__Prompt__
Quote every entry word for word.

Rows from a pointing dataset
_____

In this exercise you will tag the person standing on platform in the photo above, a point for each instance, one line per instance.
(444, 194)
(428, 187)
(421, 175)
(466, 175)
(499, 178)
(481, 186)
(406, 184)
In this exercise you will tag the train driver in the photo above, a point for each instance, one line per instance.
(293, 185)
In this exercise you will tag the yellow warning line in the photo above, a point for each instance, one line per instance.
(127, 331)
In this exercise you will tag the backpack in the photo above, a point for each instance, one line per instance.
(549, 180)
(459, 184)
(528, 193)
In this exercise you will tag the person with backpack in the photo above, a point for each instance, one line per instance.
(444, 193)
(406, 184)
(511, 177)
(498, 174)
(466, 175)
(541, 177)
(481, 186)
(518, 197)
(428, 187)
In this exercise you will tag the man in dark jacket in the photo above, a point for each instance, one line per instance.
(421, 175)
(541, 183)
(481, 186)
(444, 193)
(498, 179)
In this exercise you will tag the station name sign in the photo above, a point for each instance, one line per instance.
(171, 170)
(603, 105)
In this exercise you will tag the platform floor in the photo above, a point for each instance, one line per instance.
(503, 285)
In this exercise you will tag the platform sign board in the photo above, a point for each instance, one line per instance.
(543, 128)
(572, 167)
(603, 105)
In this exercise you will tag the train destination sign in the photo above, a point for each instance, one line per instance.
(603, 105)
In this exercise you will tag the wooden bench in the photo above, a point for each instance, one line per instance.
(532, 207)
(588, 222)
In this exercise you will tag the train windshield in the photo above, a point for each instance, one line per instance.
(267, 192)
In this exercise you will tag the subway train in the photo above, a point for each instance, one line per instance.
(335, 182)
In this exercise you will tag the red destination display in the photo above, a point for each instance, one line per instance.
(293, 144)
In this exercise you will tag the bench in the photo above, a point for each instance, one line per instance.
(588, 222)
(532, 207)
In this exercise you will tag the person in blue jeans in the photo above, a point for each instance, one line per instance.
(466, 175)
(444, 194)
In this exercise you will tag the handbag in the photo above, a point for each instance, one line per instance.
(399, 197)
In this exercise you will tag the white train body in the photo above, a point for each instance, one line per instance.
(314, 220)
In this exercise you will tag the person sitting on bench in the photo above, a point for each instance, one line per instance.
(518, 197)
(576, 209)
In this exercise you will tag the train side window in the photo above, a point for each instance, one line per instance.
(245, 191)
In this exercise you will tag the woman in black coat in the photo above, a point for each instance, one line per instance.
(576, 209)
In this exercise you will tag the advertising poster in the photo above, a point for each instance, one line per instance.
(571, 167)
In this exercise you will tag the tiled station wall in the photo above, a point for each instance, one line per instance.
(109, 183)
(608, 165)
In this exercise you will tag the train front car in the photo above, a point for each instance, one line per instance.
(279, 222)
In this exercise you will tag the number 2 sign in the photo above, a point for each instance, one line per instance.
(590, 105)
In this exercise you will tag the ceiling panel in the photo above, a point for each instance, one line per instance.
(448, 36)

_____

__Response to the exercise__
In this exercise you will tag the person standing on platform in the photo above, a point for each instance, one line per instance.
(444, 194)
(428, 187)
(421, 175)
(466, 175)
(499, 178)
(481, 186)
(406, 184)
In this exercise you will tag the train driver in the photo above, a point for each instance, one line per instance.
(293, 185)
In this exercise you will tag the yellow warning line in the photo above, a point for each instance, one line per instance.
(127, 331)
In this exercise you will tag the backpack in the photo above, a point for each instance, one line per instance.
(549, 180)
(459, 184)
(528, 193)
In this exercise you will tag the person with backpack in the photo above, a point for each instance, one line per instance.
(444, 193)
(406, 184)
(511, 177)
(498, 174)
(466, 175)
(541, 177)
(481, 186)
(518, 197)
(428, 187)
In this exercise you will tag the man in dark jacket in the photo above, a point for each instance, one line per instance.
(421, 175)
(541, 183)
(481, 186)
(444, 193)
(498, 179)
In this exercise you will tag the station name sign in the photo above, a point for each instance, one line per instance.
(171, 170)
(603, 105)
In this exercise you will tag the platform floor in the photo above, a point for each instance, one line per instance.
(503, 285)
In this exercise you will tag the platform sign board in the photo above, a point for each instance, one line per instance.
(543, 128)
(572, 167)
(603, 105)
In this exercise you will tag the train destination sign in the photo above, a point for each instance, one line per instance.
(603, 105)
In this exercise you will tag the wooden bench in the photo above, a point for each instance, one line per instance.
(532, 207)
(588, 222)
In this exercise you will tag the train windshield in the photo above, a point for each instance, one line per instance.
(267, 192)
In this exercise you will tag the subway train in the photo above, a point for each instance, one line per instance.
(335, 182)
In this exercise you will tag the red destination display in the photo above, a point for each instance, one line per instance.
(293, 144)
In this exercise you will tag the bench in the photo above, a point for each instance, one line per instance.
(588, 222)
(532, 207)
In this exercise you will tag the person in blue jeans in the photo above, a point for each instance, one line per instance.
(466, 175)
(444, 194)
In this exercise you will tag the handbag in the photo above, a point for each instance, one line per instance.
(399, 197)
In this exercise you will tag the white train body in the photo above, a point for each instance, one line per instance.
(314, 220)
In this exercise you will tag the person sitting on bench in the photo above, a point for each instance, one line per instance.
(518, 197)
(576, 209)
In this exercise you will tag the train side window in the photo above, a point for each instance, one line per instance.
(245, 191)
In this exercise you will tag the woman in black coat in the photo above, a point for each instance, one line per instance.
(576, 209)
In this exercise you will tag the advertising poster in the photo above, a point for each instance, one line per instance.
(571, 167)
In this exercise you will tag the tiled station wall in the photo above, a point for each instance, one line per instance.
(109, 183)
(608, 165)
In this exercise you will tag the train front car in the photo above, a point for each instance, one line per instance.
(279, 222)
In this exercise you will tag the number 2 sign in the photo above, a point for each instance, one line per instance.
(590, 105)
In this exercise you will tag the ceiling panel in the photo above, a point for each instance, one line per instance.
(448, 36)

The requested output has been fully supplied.